# TASKS
[1] Using the article on laser marking, list every item that the text says Medtronic's mark includes.
[2] Answer these from the article on laser marking, one answer per line:
(a) Which company did Medtronic select as its marking partner?
(b) At which facility did O-I install its laser coding equipment?
(c) Which supplier recommended the hot glass coding laser solution to O-I?

Lighting up time

Traditional marking methods such as engraving, dot matrix and inkjet have been superseded by laser technology which is permanent and doesn’t damage the surrounding substrate. Mark Venables reports.

In a bid to provide full product traceability and help protect against counterfeiting, manufacturers are turning to ever more sophisticated technologies. Traditional marking methods such as engraving, dot matrix and inkjet have been superseded by laser marking.

To meet customer requirements and comply with the US Food and Drug Administration (FDA) regulations, Medtronic, market leader in the manufacture of stainless steel and titanium parts for the orthopaedics industry, has to give every item it manufactures a cradle-to-grave alpha numeric mark — which cannot be removed or obliterated by any substance.

The mark includes the part and serial number, the product description and sometimes a logo, which it has to achieve without affecting the inherent integrity of the product or the base material. The mark has to be achieved on very small parts, some as small as a 1/4in (just over half a centimetre) in diameter. A further, obvious, consideration is that marking must fit comfortably within the existing production process and be affordable to both install and operate.

Following a rigorous evaluation of the alternative marking technologies available, Medtronic concluded that laser marking was the only viable technology available and it selected Electrox as its partner.

Laser marking uses the highly concentrated energy of an amplified beam of light focused on to a very small spot and creates the images by changing the colour of the surface of the material without causing damage to the surrounding substrate.

The mark is both permanent and non-intrusive and because there is no physical force applied to the workpiece, the risk of distorting thin-walled and fragile products is virtually eliminated.

Another manufacturer to move to laser marking is glass bottle manufacturer O-I which has installed laser coding equipment at its Harlow facility to enable coding directly on to the bottle while the glass is still hot.

As a supplier to all of the UK‘s top five breweries and many of the country’s leading regional players, O-I recognises the value of providing a reliable code for traceability. The information can be used to readily identify faulty batches, distinguish between suppliers where customers’ source bottles from multiple locations, and can be used to protect against counterfeiting.

‘We were keen to ensure that the container code was easily distinguishable from the information used by the filling company to identify the batch or use-by date of the bottle contents,’ explained quality assurance manager Mark Eldrett.

‘In addition, we wanted a durable solution that could withstand the rigours of being handled through the filling and distribution process. If the text is damaged or removed, it is ineffectual for purposes of traceability or authenticity.’ As a result, inkjet coding was considered unsuitable for O-I’s requirements, and its supplier Linx recommended the use of its hot glass coding laser solution.

# GIVEN MATERIAL

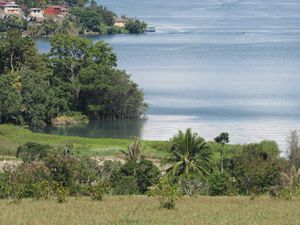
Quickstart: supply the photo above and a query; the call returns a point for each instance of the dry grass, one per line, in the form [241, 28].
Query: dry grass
[145, 211]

# WORKED ANSWERS
[1]
- Part number
- Serial number
- Product description
- A logo (sometimes)

[2]
(a) Electrox
(b) Its Harlow facility
(c) Linx